— Start of Working data —

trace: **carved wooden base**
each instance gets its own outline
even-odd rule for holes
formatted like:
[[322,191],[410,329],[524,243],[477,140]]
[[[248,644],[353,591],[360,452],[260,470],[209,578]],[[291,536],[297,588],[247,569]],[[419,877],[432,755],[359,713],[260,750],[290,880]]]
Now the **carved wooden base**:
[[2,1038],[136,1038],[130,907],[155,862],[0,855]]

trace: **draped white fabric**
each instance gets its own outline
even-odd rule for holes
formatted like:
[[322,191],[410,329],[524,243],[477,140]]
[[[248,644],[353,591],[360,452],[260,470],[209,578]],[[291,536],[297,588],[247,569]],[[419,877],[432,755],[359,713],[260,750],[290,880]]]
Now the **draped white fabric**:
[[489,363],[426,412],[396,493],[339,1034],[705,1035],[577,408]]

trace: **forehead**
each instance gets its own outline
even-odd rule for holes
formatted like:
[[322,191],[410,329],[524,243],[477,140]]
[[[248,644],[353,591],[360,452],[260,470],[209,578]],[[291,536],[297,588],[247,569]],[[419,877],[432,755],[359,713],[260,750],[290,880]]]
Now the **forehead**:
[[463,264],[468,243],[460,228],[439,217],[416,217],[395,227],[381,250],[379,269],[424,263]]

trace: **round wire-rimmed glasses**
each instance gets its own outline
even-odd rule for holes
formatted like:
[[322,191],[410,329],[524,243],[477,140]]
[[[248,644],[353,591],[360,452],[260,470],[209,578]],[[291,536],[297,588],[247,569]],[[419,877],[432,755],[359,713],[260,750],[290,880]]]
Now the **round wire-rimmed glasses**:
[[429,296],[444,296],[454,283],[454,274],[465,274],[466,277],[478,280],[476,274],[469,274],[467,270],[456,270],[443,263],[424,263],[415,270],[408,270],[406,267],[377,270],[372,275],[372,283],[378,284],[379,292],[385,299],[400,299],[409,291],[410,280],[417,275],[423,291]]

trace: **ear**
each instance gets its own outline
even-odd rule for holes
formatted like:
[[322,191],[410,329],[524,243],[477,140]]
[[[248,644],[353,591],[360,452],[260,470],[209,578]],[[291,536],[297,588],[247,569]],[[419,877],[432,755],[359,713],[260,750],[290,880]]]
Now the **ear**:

— End of Working data —

Given task: Return, unchanged, every line of the items above, from the line containing "trace: **forehead**" through the last line of the items, including both of those lines.

Written response:
trace: **forehead**
each instance gets its own outline
even-odd rule for holes
formatted like:
[[322,191],[410,329],[524,243],[477,140]]
[[[248,644],[353,591],[360,452],[260,470],[209,578]],[[291,536],[297,588],[247,569]],[[419,877],[432,755],[359,713],[260,750],[290,880]]]
Now the **forehead**:
[[463,264],[468,243],[460,228],[439,217],[416,217],[395,227],[381,250],[379,269],[424,263]]

trace: **round wire-rimmed glasses**
each instance gets its own outline
even-odd rule for holes
formatted like:
[[322,191],[410,329],[524,243],[477,140]]
[[[248,644],[353,591],[360,452],[260,470],[209,578]],[[291,536],[297,588],[247,569]],[[419,877],[432,755],[359,713],[260,750],[290,880]]]
Now the **round wire-rimmed glasses**:
[[429,296],[444,296],[454,283],[454,274],[465,274],[466,277],[478,280],[476,274],[469,274],[467,270],[456,270],[443,263],[424,263],[415,270],[408,270],[406,267],[377,270],[372,275],[372,283],[378,284],[379,292],[385,299],[400,299],[409,291],[410,280],[417,275],[423,291]]

trace: **ear**
each instance gets its own outline
even-odd rule for holes
formatted like:
[[322,191],[410,329],[524,243],[477,140]]
[[[248,644],[353,591],[360,452],[260,470],[209,578]],[[291,536],[297,588],[247,569]],[[419,877],[432,755],[359,713],[260,750],[290,880]]]
Now the **ear**:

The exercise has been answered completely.